Only the lines with "silver" in them need to be copied from the listing.

### Dataset entries
··········

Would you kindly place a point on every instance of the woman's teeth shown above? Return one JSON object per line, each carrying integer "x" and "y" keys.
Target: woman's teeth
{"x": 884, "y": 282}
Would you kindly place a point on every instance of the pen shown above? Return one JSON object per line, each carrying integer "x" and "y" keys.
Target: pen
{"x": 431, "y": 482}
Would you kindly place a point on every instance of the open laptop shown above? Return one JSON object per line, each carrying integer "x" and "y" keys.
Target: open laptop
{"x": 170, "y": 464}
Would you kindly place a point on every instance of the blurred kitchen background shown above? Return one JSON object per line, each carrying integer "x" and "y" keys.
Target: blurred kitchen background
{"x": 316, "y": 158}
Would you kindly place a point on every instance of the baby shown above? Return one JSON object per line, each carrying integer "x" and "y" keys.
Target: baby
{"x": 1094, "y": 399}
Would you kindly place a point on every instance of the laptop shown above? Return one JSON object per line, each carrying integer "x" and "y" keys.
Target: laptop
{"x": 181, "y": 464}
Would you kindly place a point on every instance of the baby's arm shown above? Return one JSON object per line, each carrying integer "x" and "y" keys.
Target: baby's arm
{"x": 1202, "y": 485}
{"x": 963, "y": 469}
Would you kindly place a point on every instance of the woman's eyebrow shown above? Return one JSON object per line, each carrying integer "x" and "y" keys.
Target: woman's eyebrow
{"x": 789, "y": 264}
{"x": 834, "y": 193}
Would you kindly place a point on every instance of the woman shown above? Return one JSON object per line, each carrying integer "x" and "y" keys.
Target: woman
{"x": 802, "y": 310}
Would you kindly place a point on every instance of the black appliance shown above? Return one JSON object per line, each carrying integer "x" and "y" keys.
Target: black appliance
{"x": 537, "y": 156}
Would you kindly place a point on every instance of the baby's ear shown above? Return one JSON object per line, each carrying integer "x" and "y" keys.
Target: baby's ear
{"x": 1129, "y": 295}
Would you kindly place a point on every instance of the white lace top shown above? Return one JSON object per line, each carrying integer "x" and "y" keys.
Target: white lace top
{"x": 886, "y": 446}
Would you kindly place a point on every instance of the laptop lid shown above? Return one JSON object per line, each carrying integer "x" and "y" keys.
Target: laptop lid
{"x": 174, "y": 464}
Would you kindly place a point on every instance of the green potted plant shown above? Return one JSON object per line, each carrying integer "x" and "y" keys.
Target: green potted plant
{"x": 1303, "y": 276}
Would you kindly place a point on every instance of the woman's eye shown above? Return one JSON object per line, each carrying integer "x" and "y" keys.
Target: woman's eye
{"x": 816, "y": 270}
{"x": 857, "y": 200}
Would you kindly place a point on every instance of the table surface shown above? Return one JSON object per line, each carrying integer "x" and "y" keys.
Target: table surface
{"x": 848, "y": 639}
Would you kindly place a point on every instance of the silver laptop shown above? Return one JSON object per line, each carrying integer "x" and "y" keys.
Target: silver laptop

··········

### Exercise response
Would you kindly place a point on every instance of the silver laptop shown above? Return one JSON object per line, each carrying integer "x" and "y" keys.
Target: silver laptop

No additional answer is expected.